WHAT NEEDS TO BE DONE >> Nothing in the data should change when you return it, but leave the pictures out.

PROVIDED RECORDS >>

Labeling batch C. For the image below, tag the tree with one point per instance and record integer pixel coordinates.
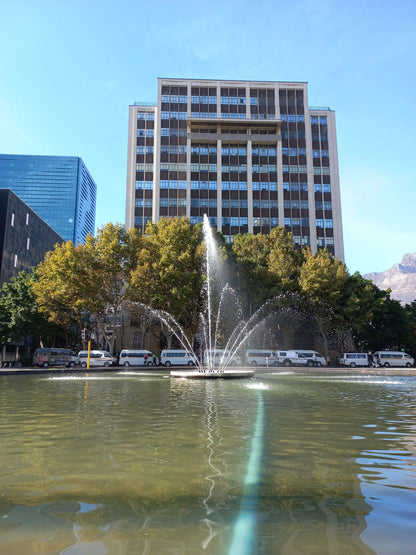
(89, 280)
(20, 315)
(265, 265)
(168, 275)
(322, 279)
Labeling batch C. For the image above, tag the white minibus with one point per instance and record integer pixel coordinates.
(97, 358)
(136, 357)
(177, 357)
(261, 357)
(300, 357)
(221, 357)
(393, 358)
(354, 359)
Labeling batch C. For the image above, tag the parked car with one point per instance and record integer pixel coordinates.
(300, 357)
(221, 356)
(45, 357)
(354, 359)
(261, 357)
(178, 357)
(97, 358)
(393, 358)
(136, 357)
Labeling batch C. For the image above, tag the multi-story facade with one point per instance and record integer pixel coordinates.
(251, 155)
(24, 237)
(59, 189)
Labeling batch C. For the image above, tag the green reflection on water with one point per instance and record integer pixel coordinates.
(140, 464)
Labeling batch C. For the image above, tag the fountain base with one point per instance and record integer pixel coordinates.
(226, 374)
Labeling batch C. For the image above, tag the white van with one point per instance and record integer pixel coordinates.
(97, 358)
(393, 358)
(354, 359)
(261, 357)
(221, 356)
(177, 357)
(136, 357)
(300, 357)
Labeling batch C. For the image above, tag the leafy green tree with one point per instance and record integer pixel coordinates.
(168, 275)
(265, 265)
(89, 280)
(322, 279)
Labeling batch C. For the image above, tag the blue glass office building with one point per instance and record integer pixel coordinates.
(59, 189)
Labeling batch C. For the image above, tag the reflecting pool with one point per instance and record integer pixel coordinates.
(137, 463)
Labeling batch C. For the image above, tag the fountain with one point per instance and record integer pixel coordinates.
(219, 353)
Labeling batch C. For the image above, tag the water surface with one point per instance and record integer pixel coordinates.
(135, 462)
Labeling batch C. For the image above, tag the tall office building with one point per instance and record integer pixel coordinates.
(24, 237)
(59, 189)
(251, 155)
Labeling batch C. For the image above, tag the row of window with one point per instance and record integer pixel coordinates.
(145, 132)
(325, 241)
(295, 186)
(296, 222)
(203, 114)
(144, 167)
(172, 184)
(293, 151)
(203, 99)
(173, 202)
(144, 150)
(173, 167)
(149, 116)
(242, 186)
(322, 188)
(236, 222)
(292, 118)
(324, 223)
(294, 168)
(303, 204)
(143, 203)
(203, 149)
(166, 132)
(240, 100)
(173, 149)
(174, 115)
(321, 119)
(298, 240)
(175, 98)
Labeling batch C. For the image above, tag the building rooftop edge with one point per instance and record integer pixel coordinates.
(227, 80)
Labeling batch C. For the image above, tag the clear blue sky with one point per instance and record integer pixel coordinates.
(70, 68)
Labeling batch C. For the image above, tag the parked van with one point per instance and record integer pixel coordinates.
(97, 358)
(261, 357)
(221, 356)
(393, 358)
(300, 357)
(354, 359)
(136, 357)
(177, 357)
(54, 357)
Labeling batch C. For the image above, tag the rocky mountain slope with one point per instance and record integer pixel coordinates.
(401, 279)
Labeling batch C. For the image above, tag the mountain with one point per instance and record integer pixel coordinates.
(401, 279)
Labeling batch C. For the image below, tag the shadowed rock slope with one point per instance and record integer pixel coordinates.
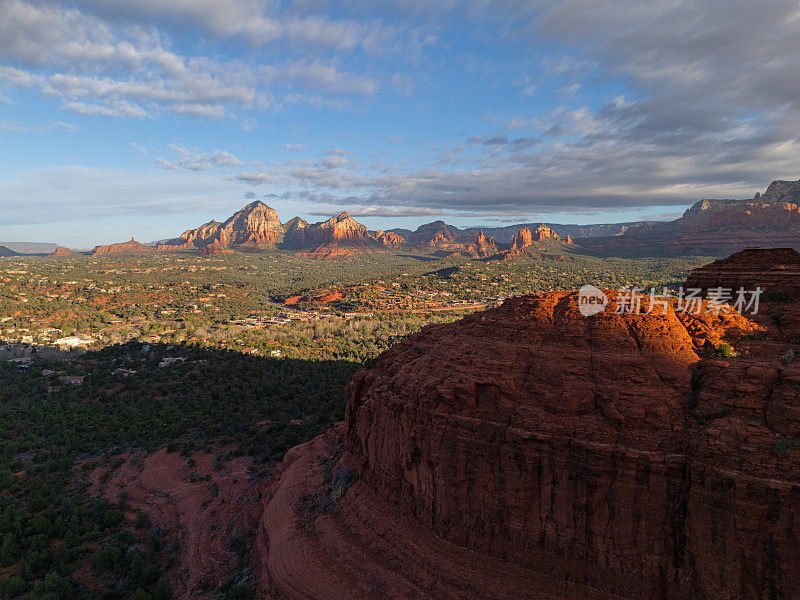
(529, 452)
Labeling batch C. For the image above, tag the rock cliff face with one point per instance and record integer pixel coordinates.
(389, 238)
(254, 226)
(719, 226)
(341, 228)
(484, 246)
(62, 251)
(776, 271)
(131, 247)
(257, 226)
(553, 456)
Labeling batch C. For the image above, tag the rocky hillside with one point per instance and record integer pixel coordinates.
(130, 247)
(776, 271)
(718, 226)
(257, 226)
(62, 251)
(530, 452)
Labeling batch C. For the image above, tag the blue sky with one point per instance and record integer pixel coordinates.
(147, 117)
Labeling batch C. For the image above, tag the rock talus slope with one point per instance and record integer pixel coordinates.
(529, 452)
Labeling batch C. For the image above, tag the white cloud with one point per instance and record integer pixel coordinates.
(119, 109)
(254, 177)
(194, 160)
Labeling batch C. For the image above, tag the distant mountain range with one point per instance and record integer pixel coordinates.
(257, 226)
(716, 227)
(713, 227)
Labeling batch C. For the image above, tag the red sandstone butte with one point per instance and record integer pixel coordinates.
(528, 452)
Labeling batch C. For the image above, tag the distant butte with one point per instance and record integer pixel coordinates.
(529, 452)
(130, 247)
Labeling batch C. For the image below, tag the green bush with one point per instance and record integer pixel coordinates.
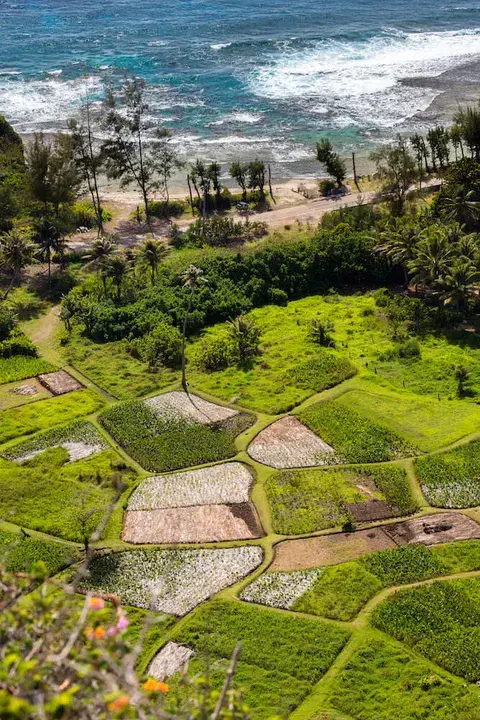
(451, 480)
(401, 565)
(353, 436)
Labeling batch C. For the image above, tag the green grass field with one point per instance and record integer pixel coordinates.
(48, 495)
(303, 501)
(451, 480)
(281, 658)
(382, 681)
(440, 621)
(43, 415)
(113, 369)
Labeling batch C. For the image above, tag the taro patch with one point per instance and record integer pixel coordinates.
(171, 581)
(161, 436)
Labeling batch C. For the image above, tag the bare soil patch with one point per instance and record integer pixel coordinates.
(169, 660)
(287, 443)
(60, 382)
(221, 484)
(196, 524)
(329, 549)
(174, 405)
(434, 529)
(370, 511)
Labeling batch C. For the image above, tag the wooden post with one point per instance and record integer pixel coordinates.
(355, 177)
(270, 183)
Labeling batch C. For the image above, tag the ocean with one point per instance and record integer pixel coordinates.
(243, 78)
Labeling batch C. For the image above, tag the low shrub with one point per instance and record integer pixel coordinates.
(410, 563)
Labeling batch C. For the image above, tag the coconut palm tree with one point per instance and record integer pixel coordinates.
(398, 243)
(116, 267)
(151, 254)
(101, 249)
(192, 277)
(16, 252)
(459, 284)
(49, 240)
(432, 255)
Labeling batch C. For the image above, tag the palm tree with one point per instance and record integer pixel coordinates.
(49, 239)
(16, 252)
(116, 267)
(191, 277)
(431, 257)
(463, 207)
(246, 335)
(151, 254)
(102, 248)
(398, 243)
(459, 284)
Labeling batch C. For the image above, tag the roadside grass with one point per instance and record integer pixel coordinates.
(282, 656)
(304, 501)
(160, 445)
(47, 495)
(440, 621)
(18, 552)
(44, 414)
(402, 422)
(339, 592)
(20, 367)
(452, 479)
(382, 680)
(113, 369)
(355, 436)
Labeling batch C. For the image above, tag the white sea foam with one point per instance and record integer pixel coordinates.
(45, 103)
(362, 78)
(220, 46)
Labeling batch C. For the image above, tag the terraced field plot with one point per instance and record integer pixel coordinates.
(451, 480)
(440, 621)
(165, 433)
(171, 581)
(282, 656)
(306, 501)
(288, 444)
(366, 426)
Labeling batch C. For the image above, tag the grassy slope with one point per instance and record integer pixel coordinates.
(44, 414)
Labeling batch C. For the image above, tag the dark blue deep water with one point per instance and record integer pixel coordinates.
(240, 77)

ANSWER >>
Labeling batch C. For the image below, tag the tree with one point per instance and record integer pixel coordinates.
(89, 280)
(20, 315)
(265, 265)
(168, 275)
(322, 279)
Labeling batch C. For the image above, tag the white minibus with one point per instance and record integer pixel coordinates.
(97, 358)
(136, 357)
(177, 357)
(261, 357)
(300, 357)
(221, 357)
(393, 358)
(354, 359)
Labeling batch C. For the image above, tag the parked car with one point per instance and record integer pixel coordinates.
(300, 357)
(221, 356)
(45, 357)
(354, 359)
(261, 357)
(178, 357)
(97, 358)
(393, 358)
(136, 357)
Labeling batch C. For the image above, tag the multi-story facade with one point per instance and record integer pixel coordinates.
(251, 155)
(24, 237)
(59, 189)
Labeling batch C. For the image above, tag the green reflection on water with one point per instance and record integer pixel coordinates.
(140, 464)
Labeling batch C. For the image above, tag the fountain base with one point per instance and record integer pixel coordinates.
(226, 374)
Labeling batch C. For the image above, tag the white van with one point per instance and record integer pixel coordinates.
(97, 358)
(393, 358)
(354, 359)
(261, 357)
(221, 356)
(177, 357)
(136, 357)
(300, 357)
Labeling batch C. For the image above, tag the leafy green tree with one point per instance and record integer pixel coordinates.
(168, 275)
(265, 265)
(89, 280)
(322, 279)
Labeling batch C. For the image above, tag the blue glass office building with one point per instance and record integer pixel coordinates.
(59, 189)
Labeling batch C. For the image above, tag the reflecting pool with one point per instance and record integer pixel coordinates.
(137, 463)
Labeling batch C. For the image above, tag the fountain with one point per instance and record integer pixel coordinates.
(219, 353)
Labeling batch C. For the image above, tag the water surface with one point per instance and record integer pixel coordinates.
(135, 462)
Labeling batch C. For the image above, tag the tall office building with one point per instance and record integer pixel coordinates.
(24, 237)
(59, 189)
(251, 155)
Labeling batch C. For the image above, tag the row of window with one point per instance and record integer pixel coordinates.
(145, 132)
(325, 241)
(295, 186)
(296, 222)
(203, 114)
(144, 167)
(172, 184)
(293, 151)
(203, 99)
(173, 202)
(144, 150)
(173, 167)
(149, 116)
(242, 186)
(322, 188)
(236, 222)
(292, 118)
(324, 223)
(294, 168)
(303, 204)
(143, 203)
(203, 149)
(166, 132)
(240, 100)
(173, 149)
(174, 115)
(321, 119)
(298, 240)
(175, 98)
Labeling batch C. For the image above, tag the building rooftop edge with one point per instance and record integer pixel coordinates.
(227, 80)
Labeling batch C. For the image above, tag the clear blue sky with one point per instance and record integer pixel coordinates.
(70, 68)
Labeling batch C. For the image above, tag the parked van with one point per instance and record integer pixel coordinates.
(97, 358)
(261, 357)
(221, 356)
(393, 358)
(300, 357)
(354, 359)
(136, 357)
(177, 357)
(54, 357)
Labeling batch C. For the image above, tag the rocky mountain slope with one point per instance and record integer pixel coordinates.
(401, 279)
Labeling batch C. For the image above, tag the mountain with one point per instance and record integer pixel coordinates.
(401, 279)
Labeling batch C. For the image below, tag the shadowed rock slope with one point per instance and record integer pixel coordinates.
(529, 452)
Labeling batch C. For the image above, tag the rock cliff face with one point per instance and record integer pixel coordinates.
(389, 238)
(254, 226)
(719, 226)
(341, 228)
(484, 246)
(62, 251)
(776, 271)
(131, 247)
(257, 226)
(553, 456)
Labeling batch C. For the image above, tag the rocky hillside with one point per instance and record integer pixel coordinates.
(130, 247)
(776, 271)
(718, 226)
(257, 226)
(62, 251)
(530, 452)
Labeling batch C. For the image above, tag the blue sky with one point per instance and record integer pixel coordinates.
(147, 117)
Labeling batch C. For the image above, tag the rock talus slope with one point per instance and record integer pixel coordinates.
(529, 452)
Labeling batch C. For the image above, tag the white cloud with one point per instance and record integer pixel coordinates.
(119, 109)
(254, 177)
(194, 160)
Labeling batch C. For the image above, tag the distant mountain range with one point per instance and record integer pixel coordinates.
(257, 226)
(716, 227)
(713, 227)
Labeling batch C. For the image above, tag the red sandstone butte with one point per instance and record integer pixel coordinates.
(528, 452)
Labeling batch C. For the image above, tag the distant butte with one point per instance and record integer pixel coordinates.
(529, 452)
(130, 247)
Labeling batch C. For the image below, tag the green bush with one point per instance and record integer pixel coordinates.
(451, 480)
(401, 565)
(353, 436)
Labeling batch C. For the image above, tag the green grass field with one point per instance and record integer pixel coordinates.
(48, 495)
(303, 501)
(451, 480)
(281, 658)
(382, 681)
(440, 621)
(43, 415)
(113, 369)
Labeling batch C. For the image above, tag the taro patch with one point per instance and record integer pixel coordinates.
(171, 581)
(161, 436)
Labeling batch C. For the image above, tag the bare soil patch with one point per instance and record integer pixel coordinates.
(169, 660)
(287, 443)
(60, 382)
(221, 484)
(196, 524)
(329, 549)
(174, 405)
(434, 529)
(370, 511)
Labeling batch C. For the image above, tag the wooden post with one point per instance and record integer pixel coordinates.
(355, 177)
(270, 183)
Labeling batch C. For the image above, tag the ocean with one point per instance and record integer pixel coordinates.
(243, 78)
Labeling batch C. For the image above, tag the low shrub with one point per instance and record integer pixel coordinates.
(410, 563)
Labeling batch C. For the image above, tag the coconut palm tree with one point per instance and record integer pixel coordinates.
(398, 243)
(116, 267)
(151, 254)
(101, 249)
(192, 277)
(16, 252)
(459, 284)
(49, 240)
(432, 255)
Labeling batch C. For the image above, tag the palm tree with one point per instance and record integer pixel coordinates.
(49, 239)
(16, 252)
(116, 267)
(191, 277)
(431, 257)
(463, 207)
(246, 335)
(151, 254)
(102, 248)
(398, 243)
(459, 284)
Labeling batch C. For the image above, tag the roadside grass with one point per instance and record integer pixel coordinates.
(282, 656)
(304, 501)
(160, 445)
(47, 495)
(440, 621)
(18, 552)
(44, 414)
(402, 422)
(339, 592)
(20, 367)
(452, 479)
(382, 680)
(113, 369)
(355, 436)
Labeling batch C. For the image above, tag the white sea foam with one point per instance and record integer pixel coordinates.
(45, 103)
(362, 78)
(220, 46)
Labeling batch C. For the image above, tag the terraced field plot with one point per instance and record integer pixel coordinates.
(451, 480)
(440, 621)
(165, 433)
(171, 581)
(282, 656)
(306, 501)
(288, 444)
(366, 426)
Labeling batch C. For the image above, tag the grassy slope with one point per instance and record integer pixel coordinates.
(44, 414)
Labeling batch C. For the image above, tag the dark blue deep water with one point per instance and record integer pixel coordinates.
(240, 77)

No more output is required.